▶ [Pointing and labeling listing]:
::::::::

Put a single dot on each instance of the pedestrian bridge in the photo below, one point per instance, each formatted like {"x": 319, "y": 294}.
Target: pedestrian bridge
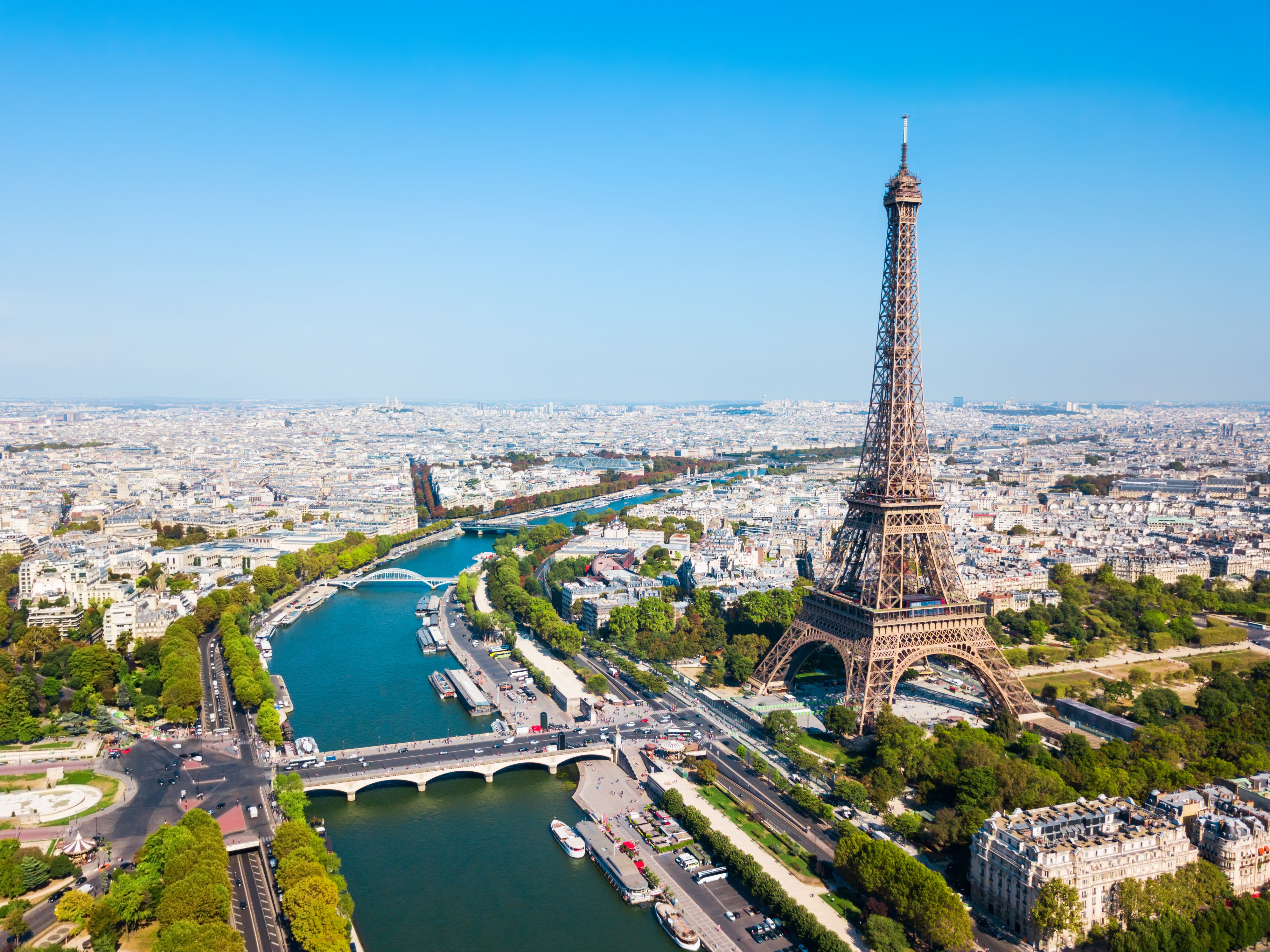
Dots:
{"x": 421, "y": 777}
{"x": 499, "y": 527}
{"x": 394, "y": 575}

::::::::

▶ [TASK GOAL]: Rewrite the listing with "pedestrian bridge" switched to "footbridge" wherever it occurs and everything else kept the same. Leave the pictures out of your answer.

▶ [THE RESPONSE]:
Put a single dot on each instance of the footbridge in the photo below, one point per instance, each formatted like {"x": 319, "y": 294}.
Target: footbridge
Dots:
{"x": 421, "y": 777}
{"x": 499, "y": 527}
{"x": 394, "y": 575}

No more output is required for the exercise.